_REQUEST_
Set down the material below in full, matching it exactly.

_INPUT DATA_
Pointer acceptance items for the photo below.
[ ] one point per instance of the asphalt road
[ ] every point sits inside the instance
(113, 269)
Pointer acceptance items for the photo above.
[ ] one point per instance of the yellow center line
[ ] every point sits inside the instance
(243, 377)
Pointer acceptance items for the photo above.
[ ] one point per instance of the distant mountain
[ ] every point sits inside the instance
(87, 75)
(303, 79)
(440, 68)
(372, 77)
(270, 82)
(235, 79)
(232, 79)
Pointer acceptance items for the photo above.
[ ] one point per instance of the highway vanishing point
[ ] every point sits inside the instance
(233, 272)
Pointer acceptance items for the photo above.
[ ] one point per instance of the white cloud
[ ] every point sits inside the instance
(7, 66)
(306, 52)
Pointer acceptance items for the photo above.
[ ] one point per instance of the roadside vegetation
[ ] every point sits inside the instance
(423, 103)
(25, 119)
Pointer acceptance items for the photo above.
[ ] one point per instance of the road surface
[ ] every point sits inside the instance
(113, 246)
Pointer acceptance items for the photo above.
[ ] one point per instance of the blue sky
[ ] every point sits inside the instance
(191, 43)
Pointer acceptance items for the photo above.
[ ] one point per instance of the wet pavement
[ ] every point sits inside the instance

_RESULT_
Pointer acceptance items for the photo below.
[ ] one point per instance of the asphalt road
[ ] every point sits inside the instance
(113, 269)
Pointer acceptance items for the photo above.
[ ] one point per instance of the yellow center line
[ ] every point sits inside the instance
(243, 377)
Pointer acceptance items for the photo above.
[ ] one point per instance of the distant mountain
[ ] every point sits inside the instance
(87, 75)
(303, 79)
(440, 68)
(372, 77)
(270, 82)
(235, 79)
(232, 79)
Pointer acceptance items for the photo above.
[ ] one point per instance of the highway vanishing point
[ ] every point sits inside the instance
(233, 272)
Pointer acceptance items for the photo above.
[ ] one point per instance of the white cloud
[ ] every point sits inside the instance
(7, 66)
(306, 52)
Pointer acceptance items for the photo above.
[ ] one point per instance of the roadside vegetation
[ ] every point sits inside the instance
(423, 103)
(25, 119)
Pointer acceptance items for the photo above.
[ ] one point per instance of the road surface
[ ] every point sits inside the instance
(113, 246)
Pointer acceptance items for the photo above.
[ ] one point per instance of the blue sky
[ ] every point sits inside the instance
(191, 43)
Pointer acceptance items for the photo above.
[ ] one point per instance of the wet pavement
[ ] every point sits inside the instance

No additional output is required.